Pull out each line of the listing below that contains the word "blonde" and copy it.
# MATERIAL FOR THIS EXERCISE start
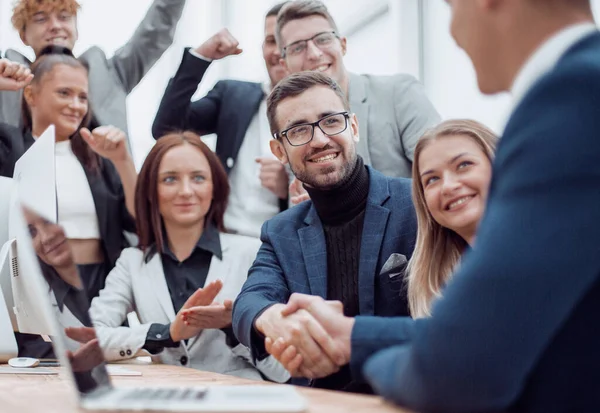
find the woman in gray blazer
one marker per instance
(182, 279)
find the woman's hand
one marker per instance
(202, 297)
(215, 315)
(107, 141)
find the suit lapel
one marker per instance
(155, 273)
(100, 200)
(375, 224)
(359, 105)
(314, 251)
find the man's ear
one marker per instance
(354, 127)
(344, 44)
(28, 95)
(284, 64)
(23, 38)
(278, 150)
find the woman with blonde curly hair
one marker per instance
(452, 170)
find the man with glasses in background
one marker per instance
(394, 111)
(333, 246)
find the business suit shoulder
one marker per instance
(235, 245)
(94, 56)
(11, 148)
(290, 219)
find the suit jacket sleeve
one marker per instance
(414, 112)
(266, 285)
(12, 146)
(535, 256)
(152, 37)
(176, 112)
(109, 310)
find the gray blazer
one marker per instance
(111, 80)
(393, 112)
(136, 285)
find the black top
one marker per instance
(183, 279)
(342, 212)
(73, 298)
(33, 345)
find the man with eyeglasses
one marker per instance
(394, 111)
(333, 246)
(237, 112)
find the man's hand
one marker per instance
(297, 192)
(13, 75)
(220, 45)
(89, 355)
(108, 142)
(215, 315)
(301, 330)
(329, 315)
(202, 297)
(273, 176)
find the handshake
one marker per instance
(309, 336)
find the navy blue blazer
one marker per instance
(226, 110)
(293, 258)
(518, 327)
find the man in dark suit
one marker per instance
(236, 112)
(335, 245)
(517, 327)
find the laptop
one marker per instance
(85, 364)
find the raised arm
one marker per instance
(176, 111)
(265, 287)
(535, 257)
(414, 112)
(152, 37)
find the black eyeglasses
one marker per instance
(322, 40)
(303, 133)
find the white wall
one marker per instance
(388, 43)
(449, 77)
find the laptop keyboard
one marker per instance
(165, 393)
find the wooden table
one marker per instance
(20, 393)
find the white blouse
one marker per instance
(76, 208)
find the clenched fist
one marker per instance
(13, 75)
(220, 45)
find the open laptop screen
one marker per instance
(59, 293)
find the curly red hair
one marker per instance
(23, 10)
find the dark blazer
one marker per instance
(293, 258)
(517, 328)
(107, 191)
(226, 110)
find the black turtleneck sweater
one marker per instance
(342, 213)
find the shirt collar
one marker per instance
(209, 241)
(59, 287)
(547, 56)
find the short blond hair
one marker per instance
(23, 10)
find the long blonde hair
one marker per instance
(438, 249)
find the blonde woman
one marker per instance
(451, 172)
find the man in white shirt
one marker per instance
(517, 327)
(236, 112)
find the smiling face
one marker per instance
(49, 241)
(325, 161)
(60, 97)
(49, 27)
(185, 187)
(328, 58)
(276, 70)
(455, 175)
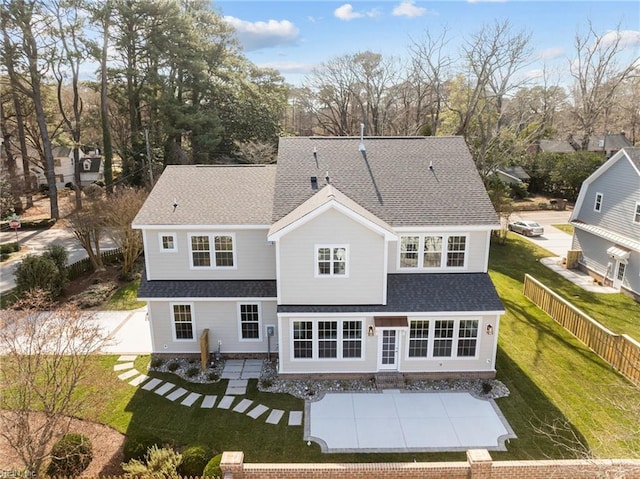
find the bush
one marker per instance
(194, 459)
(136, 447)
(70, 455)
(212, 469)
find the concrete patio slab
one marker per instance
(190, 399)
(178, 393)
(243, 405)
(137, 381)
(274, 416)
(151, 384)
(257, 411)
(403, 421)
(122, 366)
(128, 374)
(208, 402)
(226, 402)
(164, 389)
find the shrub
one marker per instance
(194, 460)
(136, 447)
(70, 455)
(212, 469)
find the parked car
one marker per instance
(527, 228)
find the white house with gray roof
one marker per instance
(351, 256)
(606, 222)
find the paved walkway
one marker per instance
(237, 371)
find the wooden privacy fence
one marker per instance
(84, 265)
(621, 351)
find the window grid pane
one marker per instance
(201, 252)
(224, 250)
(418, 339)
(352, 339)
(409, 246)
(250, 321)
(467, 334)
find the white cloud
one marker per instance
(408, 9)
(626, 38)
(551, 53)
(258, 35)
(346, 12)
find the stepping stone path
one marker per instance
(237, 371)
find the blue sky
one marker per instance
(294, 36)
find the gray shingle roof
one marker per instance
(412, 293)
(392, 179)
(210, 195)
(207, 289)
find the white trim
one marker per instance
(331, 247)
(443, 252)
(173, 322)
(200, 227)
(212, 250)
(402, 230)
(161, 244)
(259, 339)
(597, 202)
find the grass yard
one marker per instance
(552, 377)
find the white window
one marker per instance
(212, 250)
(597, 205)
(168, 242)
(433, 251)
(332, 260)
(183, 323)
(250, 322)
(335, 339)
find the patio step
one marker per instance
(389, 381)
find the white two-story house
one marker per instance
(351, 256)
(606, 222)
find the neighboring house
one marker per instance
(350, 256)
(608, 144)
(606, 222)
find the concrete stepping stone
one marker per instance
(128, 374)
(208, 402)
(164, 389)
(123, 366)
(243, 405)
(178, 393)
(139, 380)
(237, 387)
(151, 384)
(257, 411)
(127, 357)
(295, 418)
(274, 416)
(190, 399)
(225, 402)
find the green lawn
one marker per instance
(552, 378)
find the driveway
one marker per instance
(395, 421)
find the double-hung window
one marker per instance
(332, 260)
(212, 250)
(250, 323)
(440, 251)
(182, 317)
(337, 339)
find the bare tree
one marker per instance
(45, 356)
(597, 76)
(120, 211)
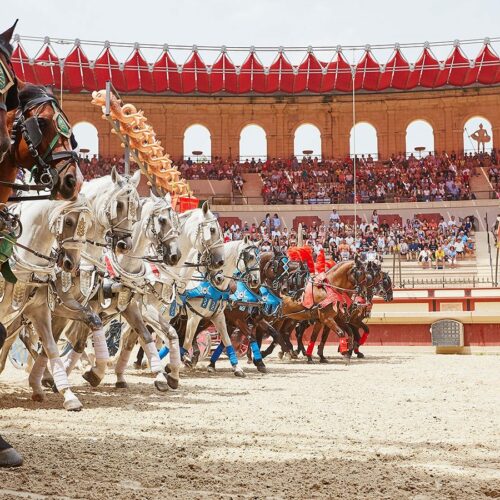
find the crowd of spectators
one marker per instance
(399, 179)
(431, 243)
(312, 181)
(98, 166)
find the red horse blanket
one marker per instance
(333, 296)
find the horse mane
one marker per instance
(29, 92)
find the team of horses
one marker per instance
(77, 255)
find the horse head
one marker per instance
(69, 223)
(8, 88)
(42, 137)
(162, 229)
(247, 264)
(205, 236)
(115, 202)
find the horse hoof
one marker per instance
(91, 378)
(173, 383)
(10, 458)
(39, 397)
(73, 405)
(161, 386)
(48, 382)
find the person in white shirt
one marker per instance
(334, 216)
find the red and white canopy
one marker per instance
(312, 75)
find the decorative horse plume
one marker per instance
(142, 138)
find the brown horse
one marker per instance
(43, 143)
(9, 457)
(346, 278)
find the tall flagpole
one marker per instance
(353, 72)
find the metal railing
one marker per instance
(337, 199)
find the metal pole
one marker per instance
(496, 266)
(353, 71)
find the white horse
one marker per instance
(209, 297)
(114, 202)
(46, 224)
(201, 238)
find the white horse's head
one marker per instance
(69, 223)
(205, 236)
(115, 202)
(160, 224)
(248, 263)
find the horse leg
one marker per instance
(299, 333)
(215, 357)
(360, 339)
(41, 319)
(312, 342)
(321, 347)
(219, 322)
(127, 342)
(191, 327)
(133, 316)
(168, 331)
(140, 357)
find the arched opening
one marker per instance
(197, 143)
(88, 139)
(363, 140)
(253, 143)
(419, 134)
(478, 135)
(307, 138)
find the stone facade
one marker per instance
(390, 113)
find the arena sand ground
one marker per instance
(390, 426)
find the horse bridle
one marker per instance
(8, 82)
(274, 265)
(44, 173)
(205, 257)
(245, 257)
(171, 234)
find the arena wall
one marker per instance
(447, 110)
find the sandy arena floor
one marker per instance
(390, 426)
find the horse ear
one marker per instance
(205, 207)
(115, 176)
(136, 178)
(6, 36)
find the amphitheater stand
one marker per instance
(481, 185)
(252, 188)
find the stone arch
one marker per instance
(197, 137)
(363, 139)
(253, 142)
(87, 136)
(307, 136)
(419, 133)
(471, 125)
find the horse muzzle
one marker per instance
(123, 245)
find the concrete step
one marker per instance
(252, 186)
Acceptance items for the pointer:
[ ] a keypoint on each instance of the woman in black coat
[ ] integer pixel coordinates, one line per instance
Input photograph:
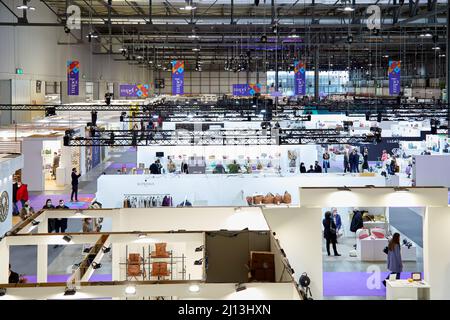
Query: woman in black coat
(329, 233)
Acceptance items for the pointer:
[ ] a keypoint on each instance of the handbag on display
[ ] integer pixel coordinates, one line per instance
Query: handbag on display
(379, 233)
(258, 199)
(287, 198)
(268, 199)
(277, 199)
(362, 233)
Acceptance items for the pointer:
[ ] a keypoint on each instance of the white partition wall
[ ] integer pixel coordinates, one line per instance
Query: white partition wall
(218, 190)
(436, 251)
(299, 232)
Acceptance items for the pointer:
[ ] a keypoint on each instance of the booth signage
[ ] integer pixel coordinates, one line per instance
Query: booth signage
(394, 77)
(300, 78)
(177, 77)
(134, 90)
(73, 72)
(249, 89)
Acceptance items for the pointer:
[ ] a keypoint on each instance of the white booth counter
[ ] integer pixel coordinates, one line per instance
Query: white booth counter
(218, 189)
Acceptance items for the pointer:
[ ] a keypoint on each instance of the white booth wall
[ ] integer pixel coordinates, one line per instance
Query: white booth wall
(33, 173)
(431, 170)
(7, 168)
(305, 153)
(218, 190)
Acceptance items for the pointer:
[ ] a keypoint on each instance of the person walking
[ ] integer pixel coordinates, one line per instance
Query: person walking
(75, 177)
(354, 161)
(326, 161)
(22, 193)
(61, 223)
(329, 233)
(366, 160)
(14, 196)
(394, 258)
(26, 211)
(51, 222)
(317, 167)
(337, 220)
(302, 168)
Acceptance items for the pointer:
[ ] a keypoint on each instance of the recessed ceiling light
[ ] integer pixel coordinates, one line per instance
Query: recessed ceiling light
(194, 288)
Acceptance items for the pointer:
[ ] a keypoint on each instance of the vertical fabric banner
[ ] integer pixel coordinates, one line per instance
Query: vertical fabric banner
(300, 78)
(177, 77)
(394, 77)
(73, 72)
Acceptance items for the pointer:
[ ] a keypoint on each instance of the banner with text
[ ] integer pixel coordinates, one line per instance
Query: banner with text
(394, 77)
(300, 78)
(134, 90)
(177, 77)
(246, 89)
(73, 80)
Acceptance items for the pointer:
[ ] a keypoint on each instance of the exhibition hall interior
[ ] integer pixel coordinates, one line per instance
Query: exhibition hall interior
(224, 150)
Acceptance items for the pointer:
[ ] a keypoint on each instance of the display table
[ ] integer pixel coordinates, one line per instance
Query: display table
(219, 189)
(405, 290)
(371, 249)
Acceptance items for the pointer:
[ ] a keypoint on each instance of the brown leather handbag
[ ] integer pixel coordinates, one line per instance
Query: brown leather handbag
(277, 199)
(258, 199)
(268, 199)
(287, 198)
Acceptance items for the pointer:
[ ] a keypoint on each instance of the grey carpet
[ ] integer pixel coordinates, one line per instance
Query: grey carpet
(407, 222)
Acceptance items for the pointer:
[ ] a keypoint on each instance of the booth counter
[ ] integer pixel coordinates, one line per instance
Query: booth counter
(217, 190)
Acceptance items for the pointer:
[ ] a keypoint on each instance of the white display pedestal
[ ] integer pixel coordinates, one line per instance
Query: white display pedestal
(409, 254)
(371, 249)
(60, 176)
(404, 290)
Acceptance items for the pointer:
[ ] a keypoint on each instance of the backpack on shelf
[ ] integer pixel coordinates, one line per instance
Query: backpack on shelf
(287, 198)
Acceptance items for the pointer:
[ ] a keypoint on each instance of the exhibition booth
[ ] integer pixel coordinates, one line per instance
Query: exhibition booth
(227, 253)
(9, 164)
(142, 190)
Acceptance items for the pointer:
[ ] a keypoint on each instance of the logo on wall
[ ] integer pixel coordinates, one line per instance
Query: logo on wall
(73, 72)
(134, 90)
(4, 206)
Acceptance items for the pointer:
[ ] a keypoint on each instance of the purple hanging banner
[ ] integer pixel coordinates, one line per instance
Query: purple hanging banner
(177, 77)
(299, 78)
(73, 72)
(394, 77)
(246, 89)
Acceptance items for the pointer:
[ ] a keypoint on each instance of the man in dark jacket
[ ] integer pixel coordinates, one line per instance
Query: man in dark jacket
(75, 177)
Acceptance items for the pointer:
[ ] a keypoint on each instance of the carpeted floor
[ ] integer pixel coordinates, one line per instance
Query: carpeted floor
(355, 283)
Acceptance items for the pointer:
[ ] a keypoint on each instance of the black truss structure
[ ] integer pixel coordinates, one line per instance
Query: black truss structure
(219, 137)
# MATERIAL FOR THIS EXERCISE end
_EXERCISE ANSWER_
find the woman with blonde curly hair
find the long blonde hair
find the blonde woman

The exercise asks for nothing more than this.